■ Goals:
**1.** Answer these questions using the call for papers on Monte Carlo techniques and Computer Go:
(a) Who are the special-issue editors?
(b) At what level are MCTS programs now competitive for 9x9 Go?
(c) In which area does the success of MCTS show that it can play very well with little knowledge about the game?
**2.** Please extend the call for papers on Monte Carlo techniques and Computer Go, picking up right after its last line.

■ Document text:
★ ★ ★ ★ ★
[computer-go] IEEE T-CIAIG Special Issue on Monte Carlo Techniques and Computer Go

2009-09-24 Thread Olivier Teytaud
IEEE Transactions on Computational Intelligence and AI in Games

Special Issue on Monte Carlo Techniques and Computer Go

Special-issue editors: Chang-Shing Lee, Martin Müller, Olivier Teytaud

In the last few years Monte Carlo Tree Search (MCTS) has
revolutionised Computer Go, with MCTS programs such as MoGo, Crazy
Stone, Fuego, Many Faces of Go, and Zen achieving a level of play that
seemed unthinkable only a decade ago.  These programs are now
competitive at a professional level for 9x9 Go, and with an 8 stone
handicap for 19x19 Go.

The purpose of this special issue is to publish high quality papers
reporting the latest research covering the theory and practice of
these and other methods applied to Go, and also in applying MCTS to
other games.

MCTS can play very well even with little knowledge about the game as
evidenced by its success in General Game Playing. However, it does not
work well for all games, which poses some interesting questions. When
and why does it succeed and fail?  How can it be extended to new
applications where it does not work yet?  How best may it be combined
with other approaches such as classical minimax search and
knowledge-based methods?

Topics include but are not limited to:

l Emergent Technologies for Computer Go

l Variants of Go (phantom Go, Go Siege)
★ ★ ★ ★ ★
(Data records)

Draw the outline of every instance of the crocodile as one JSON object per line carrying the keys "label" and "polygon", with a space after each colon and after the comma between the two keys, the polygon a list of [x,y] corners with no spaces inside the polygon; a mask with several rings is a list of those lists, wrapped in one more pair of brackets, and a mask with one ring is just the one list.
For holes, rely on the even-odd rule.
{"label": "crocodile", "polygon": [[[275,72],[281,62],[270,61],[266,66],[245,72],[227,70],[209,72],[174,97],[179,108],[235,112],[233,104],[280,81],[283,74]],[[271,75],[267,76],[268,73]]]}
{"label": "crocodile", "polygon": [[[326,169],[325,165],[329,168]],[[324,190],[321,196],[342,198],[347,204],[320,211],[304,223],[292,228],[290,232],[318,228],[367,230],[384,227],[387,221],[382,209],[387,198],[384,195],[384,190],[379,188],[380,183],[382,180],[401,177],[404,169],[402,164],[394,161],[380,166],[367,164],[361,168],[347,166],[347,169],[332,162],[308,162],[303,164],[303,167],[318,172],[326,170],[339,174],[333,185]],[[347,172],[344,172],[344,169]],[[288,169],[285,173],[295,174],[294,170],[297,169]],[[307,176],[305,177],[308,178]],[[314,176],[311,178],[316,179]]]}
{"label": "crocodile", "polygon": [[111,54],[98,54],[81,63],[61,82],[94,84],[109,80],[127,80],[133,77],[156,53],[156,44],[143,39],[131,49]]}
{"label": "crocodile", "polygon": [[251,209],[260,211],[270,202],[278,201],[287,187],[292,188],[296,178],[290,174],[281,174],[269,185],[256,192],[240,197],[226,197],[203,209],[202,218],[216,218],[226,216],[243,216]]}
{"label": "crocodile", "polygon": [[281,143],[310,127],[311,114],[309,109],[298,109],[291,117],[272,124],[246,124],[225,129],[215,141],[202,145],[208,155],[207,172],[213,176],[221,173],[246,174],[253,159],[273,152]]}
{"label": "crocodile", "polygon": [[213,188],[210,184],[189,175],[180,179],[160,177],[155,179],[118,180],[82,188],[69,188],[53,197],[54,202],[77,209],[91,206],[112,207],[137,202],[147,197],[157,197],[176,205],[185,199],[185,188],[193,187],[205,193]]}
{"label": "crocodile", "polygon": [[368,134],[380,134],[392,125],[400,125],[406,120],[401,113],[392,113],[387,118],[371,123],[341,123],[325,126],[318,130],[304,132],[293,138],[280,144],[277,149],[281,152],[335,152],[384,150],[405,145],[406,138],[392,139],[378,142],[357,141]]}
★ ★ ★ ★ ★
■ Answers for the tasks:
**1.**
(a) Chang-Shing Lee, Martin Müller, and Olivier Teytaud
(b) A professional level
(c) General Game Playing

**2.**
l Knowledge Representation Models for Computer Go

l MCTS and Reinforcement Learning

l MCTS for Video Games

l Approximation Methods for MCTS

l MCTS for General Game Playing

l Hybrid MCTS Approaches

l Evolving MCTS Players



Authors should follow normal T-CIAIG guidelines for their submissions,
but clearly identify their papers for this special issue during the
submission process. See http://www.ieee-cis.org/pubs/tciaig/ for
author information.  Extended versions of previously published
conference papers are welcome providing the journal paper provides a
significant extension of the conference paper, and is accompanied by a
covering letter explaining the additional contribution.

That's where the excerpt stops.